WHAT YOU HAVE TO DO: Render all of the data below as a JSON list of strings, one string per line, skipping blank lines. Leave the pictures out.

SUPPLIED ENTRIES:
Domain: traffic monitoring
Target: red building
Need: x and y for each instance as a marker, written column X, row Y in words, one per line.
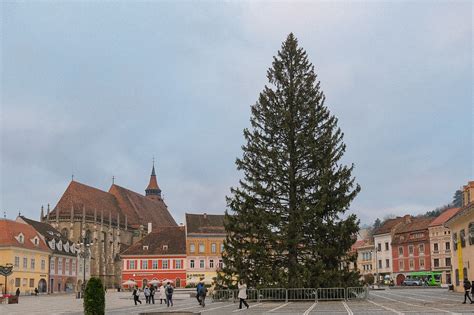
column 161, row 255
column 411, row 247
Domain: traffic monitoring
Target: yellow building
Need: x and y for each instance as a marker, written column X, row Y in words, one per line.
column 23, row 247
column 205, row 235
column 462, row 231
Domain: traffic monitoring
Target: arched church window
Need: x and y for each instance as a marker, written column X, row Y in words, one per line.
column 88, row 237
column 65, row 233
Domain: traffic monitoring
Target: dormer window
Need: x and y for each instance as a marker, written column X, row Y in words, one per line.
column 20, row 238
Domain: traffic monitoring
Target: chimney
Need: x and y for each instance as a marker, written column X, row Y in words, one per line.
column 149, row 227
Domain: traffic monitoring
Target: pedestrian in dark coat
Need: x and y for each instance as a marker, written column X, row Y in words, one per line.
column 467, row 289
column 136, row 296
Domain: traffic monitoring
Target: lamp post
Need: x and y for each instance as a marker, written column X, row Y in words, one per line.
column 6, row 271
column 84, row 253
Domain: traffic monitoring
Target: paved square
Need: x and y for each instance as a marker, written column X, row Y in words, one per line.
column 390, row 301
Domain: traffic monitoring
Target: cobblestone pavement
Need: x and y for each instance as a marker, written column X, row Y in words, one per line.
column 390, row 301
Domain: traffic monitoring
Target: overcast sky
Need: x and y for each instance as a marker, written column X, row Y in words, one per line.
column 96, row 89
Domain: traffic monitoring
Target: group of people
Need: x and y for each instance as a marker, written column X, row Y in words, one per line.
column 164, row 292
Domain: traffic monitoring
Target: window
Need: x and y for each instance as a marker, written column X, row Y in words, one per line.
column 448, row 261
column 462, row 236
column 455, row 241
column 422, row 263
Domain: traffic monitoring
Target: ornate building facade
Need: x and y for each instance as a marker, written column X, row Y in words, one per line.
column 108, row 221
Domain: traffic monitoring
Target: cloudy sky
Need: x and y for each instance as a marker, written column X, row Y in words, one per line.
column 97, row 89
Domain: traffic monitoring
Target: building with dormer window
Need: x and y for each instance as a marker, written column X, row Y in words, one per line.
column 23, row 247
column 160, row 255
column 63, row 261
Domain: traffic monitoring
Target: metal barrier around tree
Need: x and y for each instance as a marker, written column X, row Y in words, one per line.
column 294, row 294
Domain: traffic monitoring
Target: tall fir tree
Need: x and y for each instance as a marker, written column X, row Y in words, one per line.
column 286, row 225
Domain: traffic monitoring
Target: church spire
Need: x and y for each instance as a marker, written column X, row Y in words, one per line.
column 153, row 191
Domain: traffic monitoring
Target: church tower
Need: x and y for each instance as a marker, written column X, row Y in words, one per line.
column 153, row 191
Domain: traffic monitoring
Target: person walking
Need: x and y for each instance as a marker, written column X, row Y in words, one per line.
column 467, row 289
column 202, row 294
column 152, row 294
column 242, row 294
column 147, row 295
column 198, row 289
column 136, row 295
column 169, row 294
column 161, row 293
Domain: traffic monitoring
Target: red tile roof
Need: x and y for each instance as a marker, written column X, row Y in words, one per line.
column 139, row 209
column 445, row 216
column 416, row 224
column 12, row 229
column 205, row 223
column 174, row 237
column 388, row 225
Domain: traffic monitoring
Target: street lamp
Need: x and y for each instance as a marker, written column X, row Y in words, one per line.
column 84, row 253
column 6, row 271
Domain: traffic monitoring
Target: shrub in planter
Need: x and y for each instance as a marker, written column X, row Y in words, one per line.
column 94, row 297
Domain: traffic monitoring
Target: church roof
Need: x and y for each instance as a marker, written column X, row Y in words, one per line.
column 168, row 240
column 205, row 223
column 139, row 209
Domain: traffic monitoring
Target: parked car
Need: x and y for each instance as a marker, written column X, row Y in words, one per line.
column 411, row 282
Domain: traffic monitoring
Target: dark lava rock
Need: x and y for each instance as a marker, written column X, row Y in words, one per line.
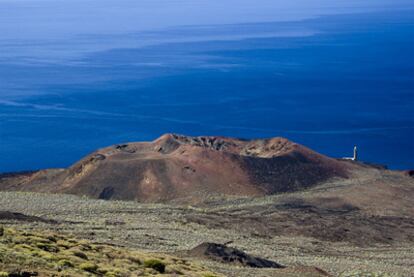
column 225, row 254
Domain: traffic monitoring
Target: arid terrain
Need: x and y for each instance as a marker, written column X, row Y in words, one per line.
column 315, row 216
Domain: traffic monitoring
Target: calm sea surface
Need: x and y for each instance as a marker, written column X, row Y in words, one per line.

TASK RESPONSE:
[
  "Domain: traffic monitoring",
  "Target: red building",
  "Need: x and y for each instance as a marker, written column X, row Y in words, one per line.",
  "column 161, row 255",
  "column 411, row 247",
  "Domain: traffic monitoring",
  "Target: yellow building",
  "Need: x and y for each instance as a marker, written column X, row Y in words, one per line.",
  "column 23, row 247",
  "column 205, row 235",
  "column 462, row 231",
  "Domain: traffic monitoring",
  "Target: arched church window",
  "Need: x and y for each instance as a marker, written column X, row Y in words, one per line.",
  "column 88, row 237",
  "column 65, row 233",
  "Domain: traffic monitoring",
  "Target: dormer window",
  "Need: x and y for each instance as a marker, written column X, row Y in words, one per line.",
  "column 20, row 238",
  "Domain: traffic monitoring",
  "Target: chimney",
  "Need: x and y for each instance as a marker, written column X, row Y in words, one per line.",
  "column 149, row 227",
  "Domain: traffic monitoring",
  "Target: pedestrian in dark coat",
  "Need: x and y for each instance as a marker, written column X, row Y in words, one per line.",
  "column 467, row 289",
  "column 136, row 296",
  "Domain: traffic monitoring",
  "Target: lamp post",
  "Need: x and y for each instance as a marker, written column X, row Y in words, one per line.",
  "column 6, row 271",
  "column 84, row 253",
  "Domain: traffic monitoring",
  "Target: paved square",
  "Need: x and y for each instance as a marker, written column X, row Y in words, one per line.",
  "column 390, row 301",
  "Domain: traffic monitoring",
  "Target: cobblestone pavement",
  "Need: x and y for each instance as a marker, written column X, row Y in words, one per line.",
  "column 390, row 301",
  "Domain: traffic monitoring",
  "Target: overcast sky",
  "Need: x and y for each instance as a marker, written column X, row Y in words, one per line.",
  "column 96, row 89",
  "Domain: traffic monitoring",
  "Target: group of people",
  "Need: x and y for each instance as a marker, written column X, row Y in words, one per line.",
  "column 164, row 292",
  "Domain: traffic monitoring",
  "Target: window",
  "Need: x and y for each instance as a marker, written column X, row Y in words, one per line.",
  "column 448, row 261",
  "column 462, row 236",
  "column 455, row 241",
  "column 422, row 263",
  "Domain: traffic monitoring",
  "Target: ornate building facade",
  "Need: x and y for each instance as a marker, written column X, row Y in words, one per line.",
  "column 108, row 221",
  "Domain: traffic monitoring",
  "Target: cloudy sky",
  "Need: x and y for each instance as a marker, written column X, row Y in words, one per line.",
  "column 97, row 89",
  "Domain: traffic monitoring",
  "Target: building with dormer window",
  "Need: x and y for each instance as a marker, written column X, row Y in words, one per line.",
  "column 23, row 247",
  "column 160, row 255",
  "column 63, row 261",
  "Domain: traffic monitoring",
  "Target: metal barrier around tree",
  "Need: x and y for each instance as a marker, written column X, row Y in words, one per line.",
  "column 294, row 294",
  "Domain: traffic monitoring",
  "Target: tall fir tree",
  "Need: x and y for each instance as a marker, written column X, row Y in words, one per line.",
  "column 286, row 225",
  "Domain: traffic monitoring",
  "Target: church spire",
  "Need: x and y for each instance as a marker, written column X, row Y in words, one per line.",
  "column 153, row 191",
  "Domain: traffic monitoring",
  "Target: church tower",
  "Need: x and y for each instance as a marker, written column X, row Y in words, one per line.",
  "column 153, row 191",
  "Domain: traffic monitoring",
  "Target: person walking",
  "Need: x and y for each instance as a marker, written column X, row Y in words, one per line.",
  "column 467, row 289",
  "column 202, row 294",
  "column 152, row 294",
  "column 242, row 294",
  "column 147, row 295",
  "column 198, row 289",
  "column 136, row 295",
  "column 169, row 294",
  "column 161, row 293",
  "Domain: traffic monitoring",
  "Target: red tile roof",
  "Need: x and y for each instance as a marker, written column X, row Y in words, one per line.",
  "column 139, row 209",
  "column 445, row 216",
  "column 416, row 224",
  "column 12, row 229",
  "column 205, row 223",
  "column 174, row 237",
  "column 388, row 225",
  "Domain: traffic monitoring",
  "Target: street lamp",
  "Need: x and y for each instance as a marker, written column X, row Y in words, one per line.",
  "column 84, row 253",
  "column 6, row 271",
  "Domain: traffic monitoring",
  "Target: shrub in planter",
  "Need: x and y for each instance as a marker, written column X, row Y in words, one per line.",
  "column 94, row 297",
  "Domain: traffic monitoring",
  "Target: church roof",
  "Need: x and y for each instance as a marker, written column X, row Y in words, one per line.",
  "column 168, row 240",
  "column 205, row 223",
  "column 139, row 209",
  "Domain: traffic monitoring",
  "Target: parked car",
  "Need: x and y for each instance as a marker, written column X, row Y in words, one per line.",
  "column 411, row 282",
  "Domain: traffic monitoring",
  "Target: dark lava rock",
  "Need: x and y for each instance as a marker, written column X, row Y in words, one per line.",
  "column 225, row 254",
  "Domain: traffic monitoring",
  "Target: arid terrain",
  "Need: x and y for each instance as a marker, written column X, row Y in words, one per line.",
  "column 315, row 216",
  "Domain: traffic monitoring",
  "Target: calm sea surface",
  "Need: x and y for each instance as a marker, written column X, row Y in words, one per line."
]